Text

You have been dreaming about buying an investment property as long as you can remember.
You know that real estate prices rise over time. Even the value of your primary home has appreciated quite a bit since you purchased it 5 years ago.
No wonder why everyone wants to buy an investment property. You also want to do the same and make money in real estate. A lot of money!
You want to become a Real Estate Mogul!
But you know this is just a dream. It may never happen.
You don’t have any savings that can be used as a down payment for your first investment property.
But is there a way to make it possible?
Yes, there is.
You can leverage your home to buy your first investment property. And then the next. And then many more.
In this blog post, I m going to show you how you make this happen:
Recognize, Your Home is A Wealth-Creating Tool
Your primary home is ‘an escalator to wealth.’
That’s what the self-made millionaire David Back says.
The point he is making is based on the historical fact that real estate appreciates over time.
So if you have already bought a home, you are on the right path to creating wealth for yourself.
[If you haven’t already, you can buy a home with an FHA loan (CMHC for Canada) with a down payment of just 3.5%(5% in Canada) and with relaxed mortgage qualification. Check out with your bank/lender.]
The chances are ripe that after some years of home ownership, you have quite a bit of wealth accumulated in your home.
Let me explain.

Task to complete
Can you reproduce, word for word, the passage of the real estate text from "You know that" up to and including "then many more."?

Entries shown
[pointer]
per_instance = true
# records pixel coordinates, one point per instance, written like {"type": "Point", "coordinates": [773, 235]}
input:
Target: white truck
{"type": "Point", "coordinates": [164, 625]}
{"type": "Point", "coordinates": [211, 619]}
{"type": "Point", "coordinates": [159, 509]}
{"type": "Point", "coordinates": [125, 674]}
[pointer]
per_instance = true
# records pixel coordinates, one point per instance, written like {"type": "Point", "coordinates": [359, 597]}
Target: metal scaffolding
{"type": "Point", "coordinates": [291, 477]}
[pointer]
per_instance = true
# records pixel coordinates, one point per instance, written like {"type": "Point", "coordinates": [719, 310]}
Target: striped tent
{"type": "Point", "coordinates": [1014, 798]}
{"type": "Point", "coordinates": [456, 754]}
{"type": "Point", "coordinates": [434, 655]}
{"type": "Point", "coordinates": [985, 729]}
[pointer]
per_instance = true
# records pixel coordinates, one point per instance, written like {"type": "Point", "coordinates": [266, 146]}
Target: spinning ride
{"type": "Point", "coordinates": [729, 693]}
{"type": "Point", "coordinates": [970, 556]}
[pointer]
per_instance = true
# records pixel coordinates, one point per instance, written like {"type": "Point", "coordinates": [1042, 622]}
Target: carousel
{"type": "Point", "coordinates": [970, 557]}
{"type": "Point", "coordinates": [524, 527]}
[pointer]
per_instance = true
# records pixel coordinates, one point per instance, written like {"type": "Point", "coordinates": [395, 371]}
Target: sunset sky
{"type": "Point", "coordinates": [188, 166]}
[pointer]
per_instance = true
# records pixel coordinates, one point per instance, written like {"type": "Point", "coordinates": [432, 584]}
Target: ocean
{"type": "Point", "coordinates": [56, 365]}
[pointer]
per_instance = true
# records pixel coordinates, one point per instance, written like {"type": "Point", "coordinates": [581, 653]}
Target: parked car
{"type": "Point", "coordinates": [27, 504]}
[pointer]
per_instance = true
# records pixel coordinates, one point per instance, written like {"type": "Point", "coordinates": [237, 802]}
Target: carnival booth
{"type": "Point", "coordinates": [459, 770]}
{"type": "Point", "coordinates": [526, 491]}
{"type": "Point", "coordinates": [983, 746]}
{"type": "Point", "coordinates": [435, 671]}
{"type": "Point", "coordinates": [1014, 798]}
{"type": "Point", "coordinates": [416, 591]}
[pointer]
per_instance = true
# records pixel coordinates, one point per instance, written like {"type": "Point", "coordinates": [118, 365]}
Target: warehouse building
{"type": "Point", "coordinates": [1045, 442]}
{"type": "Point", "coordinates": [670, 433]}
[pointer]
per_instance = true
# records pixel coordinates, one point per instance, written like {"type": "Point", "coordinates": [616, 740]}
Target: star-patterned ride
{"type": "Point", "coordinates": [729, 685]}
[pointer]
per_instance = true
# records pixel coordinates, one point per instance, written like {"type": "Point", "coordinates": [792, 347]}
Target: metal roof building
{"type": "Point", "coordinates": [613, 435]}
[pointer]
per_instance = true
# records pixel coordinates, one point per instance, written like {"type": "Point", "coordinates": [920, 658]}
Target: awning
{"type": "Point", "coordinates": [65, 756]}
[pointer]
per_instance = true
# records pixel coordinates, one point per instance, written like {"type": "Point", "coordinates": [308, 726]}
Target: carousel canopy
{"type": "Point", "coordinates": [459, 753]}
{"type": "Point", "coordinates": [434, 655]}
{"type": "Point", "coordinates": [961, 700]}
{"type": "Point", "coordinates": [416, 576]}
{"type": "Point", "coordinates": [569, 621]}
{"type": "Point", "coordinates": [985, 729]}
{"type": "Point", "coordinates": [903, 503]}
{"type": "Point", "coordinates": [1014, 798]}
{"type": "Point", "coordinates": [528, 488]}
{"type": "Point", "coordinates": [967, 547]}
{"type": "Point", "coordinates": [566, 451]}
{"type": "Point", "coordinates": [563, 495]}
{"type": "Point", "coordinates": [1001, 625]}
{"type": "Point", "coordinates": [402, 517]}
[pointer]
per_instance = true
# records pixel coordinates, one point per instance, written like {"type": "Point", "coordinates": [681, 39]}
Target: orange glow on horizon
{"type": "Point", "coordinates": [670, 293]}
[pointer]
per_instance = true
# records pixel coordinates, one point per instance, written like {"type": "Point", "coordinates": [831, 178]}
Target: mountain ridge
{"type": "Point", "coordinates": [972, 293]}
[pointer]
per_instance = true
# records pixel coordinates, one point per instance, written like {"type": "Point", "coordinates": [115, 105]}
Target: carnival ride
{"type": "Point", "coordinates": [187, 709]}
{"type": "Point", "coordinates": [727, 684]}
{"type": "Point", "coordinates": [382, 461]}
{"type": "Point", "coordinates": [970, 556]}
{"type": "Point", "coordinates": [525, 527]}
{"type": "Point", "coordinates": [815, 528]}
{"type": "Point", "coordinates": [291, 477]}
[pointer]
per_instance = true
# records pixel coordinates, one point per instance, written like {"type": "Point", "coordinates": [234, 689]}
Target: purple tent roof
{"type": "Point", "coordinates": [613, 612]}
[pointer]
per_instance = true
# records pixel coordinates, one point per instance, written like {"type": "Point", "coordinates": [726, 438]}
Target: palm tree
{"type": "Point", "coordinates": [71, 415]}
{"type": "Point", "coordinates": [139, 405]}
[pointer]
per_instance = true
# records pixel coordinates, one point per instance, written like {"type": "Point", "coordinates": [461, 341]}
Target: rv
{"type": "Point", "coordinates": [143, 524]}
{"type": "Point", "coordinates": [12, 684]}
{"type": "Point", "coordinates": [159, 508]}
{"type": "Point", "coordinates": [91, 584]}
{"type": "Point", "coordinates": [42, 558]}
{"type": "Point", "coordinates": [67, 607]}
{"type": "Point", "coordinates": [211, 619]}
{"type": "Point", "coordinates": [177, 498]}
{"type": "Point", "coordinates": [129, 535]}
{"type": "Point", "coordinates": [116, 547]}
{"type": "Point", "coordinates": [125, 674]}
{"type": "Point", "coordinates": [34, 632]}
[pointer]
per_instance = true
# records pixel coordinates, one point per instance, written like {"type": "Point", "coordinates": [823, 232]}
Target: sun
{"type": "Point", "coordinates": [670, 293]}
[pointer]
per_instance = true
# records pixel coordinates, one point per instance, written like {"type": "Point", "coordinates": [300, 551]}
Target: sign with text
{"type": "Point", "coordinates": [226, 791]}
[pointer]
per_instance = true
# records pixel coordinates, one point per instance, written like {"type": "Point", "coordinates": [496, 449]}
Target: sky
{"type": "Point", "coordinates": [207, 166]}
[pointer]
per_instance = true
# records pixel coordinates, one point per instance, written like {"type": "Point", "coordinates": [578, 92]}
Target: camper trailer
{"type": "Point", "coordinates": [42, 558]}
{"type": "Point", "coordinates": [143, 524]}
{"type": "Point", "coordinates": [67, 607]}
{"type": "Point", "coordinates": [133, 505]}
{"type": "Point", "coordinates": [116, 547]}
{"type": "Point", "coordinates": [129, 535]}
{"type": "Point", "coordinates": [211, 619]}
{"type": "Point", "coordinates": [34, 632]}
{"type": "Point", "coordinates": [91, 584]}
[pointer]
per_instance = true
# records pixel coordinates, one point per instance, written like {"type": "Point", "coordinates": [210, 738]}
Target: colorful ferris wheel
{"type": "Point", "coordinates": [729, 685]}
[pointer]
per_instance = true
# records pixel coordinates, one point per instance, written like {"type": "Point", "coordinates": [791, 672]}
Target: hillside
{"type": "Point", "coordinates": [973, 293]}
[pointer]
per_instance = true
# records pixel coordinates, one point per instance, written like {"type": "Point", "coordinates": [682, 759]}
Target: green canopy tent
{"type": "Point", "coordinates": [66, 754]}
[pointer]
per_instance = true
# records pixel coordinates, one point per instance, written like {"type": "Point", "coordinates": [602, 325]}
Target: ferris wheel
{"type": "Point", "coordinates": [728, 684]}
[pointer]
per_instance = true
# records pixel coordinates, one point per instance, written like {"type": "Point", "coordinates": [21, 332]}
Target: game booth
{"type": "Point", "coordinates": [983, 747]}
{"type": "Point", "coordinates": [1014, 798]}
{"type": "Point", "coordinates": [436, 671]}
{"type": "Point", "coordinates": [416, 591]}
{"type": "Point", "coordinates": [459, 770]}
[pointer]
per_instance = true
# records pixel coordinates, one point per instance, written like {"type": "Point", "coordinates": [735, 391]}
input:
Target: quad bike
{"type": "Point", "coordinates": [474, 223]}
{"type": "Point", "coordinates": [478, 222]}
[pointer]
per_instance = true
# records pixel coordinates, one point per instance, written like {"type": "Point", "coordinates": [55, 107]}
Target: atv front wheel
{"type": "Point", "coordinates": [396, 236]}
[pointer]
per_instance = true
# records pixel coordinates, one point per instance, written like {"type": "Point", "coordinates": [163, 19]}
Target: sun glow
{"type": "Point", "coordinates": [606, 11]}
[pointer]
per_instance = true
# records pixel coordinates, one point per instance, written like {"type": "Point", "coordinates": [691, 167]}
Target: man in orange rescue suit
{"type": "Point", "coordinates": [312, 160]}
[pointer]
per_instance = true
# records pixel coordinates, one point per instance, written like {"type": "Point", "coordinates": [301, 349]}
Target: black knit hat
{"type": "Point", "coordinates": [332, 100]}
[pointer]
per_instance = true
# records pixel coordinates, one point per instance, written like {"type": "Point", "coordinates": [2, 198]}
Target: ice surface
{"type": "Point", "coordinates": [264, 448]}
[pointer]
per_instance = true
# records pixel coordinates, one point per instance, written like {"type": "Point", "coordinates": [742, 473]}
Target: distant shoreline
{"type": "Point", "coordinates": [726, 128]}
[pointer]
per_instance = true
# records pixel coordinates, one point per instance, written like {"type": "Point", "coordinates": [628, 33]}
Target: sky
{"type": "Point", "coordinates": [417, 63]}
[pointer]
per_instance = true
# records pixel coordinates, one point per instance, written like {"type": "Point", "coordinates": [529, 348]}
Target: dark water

Response to this exercise
You know that real estate prices rise over time. Even the value of your primary home has appreciated quite a bit since you purchased it 5 years ago.
No wonder why everyone wants to buy an investment property. You also want to do the same and make money in real estate. A lot of money!
You want to become a Real Estate Mogul!
But you know this is just a dream. It may never happen.
You don’t have any savings that can be used as a down payment for your first investment property.
But is there a way to make it possible?
Yes, there is.
You can leverage your home to buy your first investment property. And then the next. And then many more.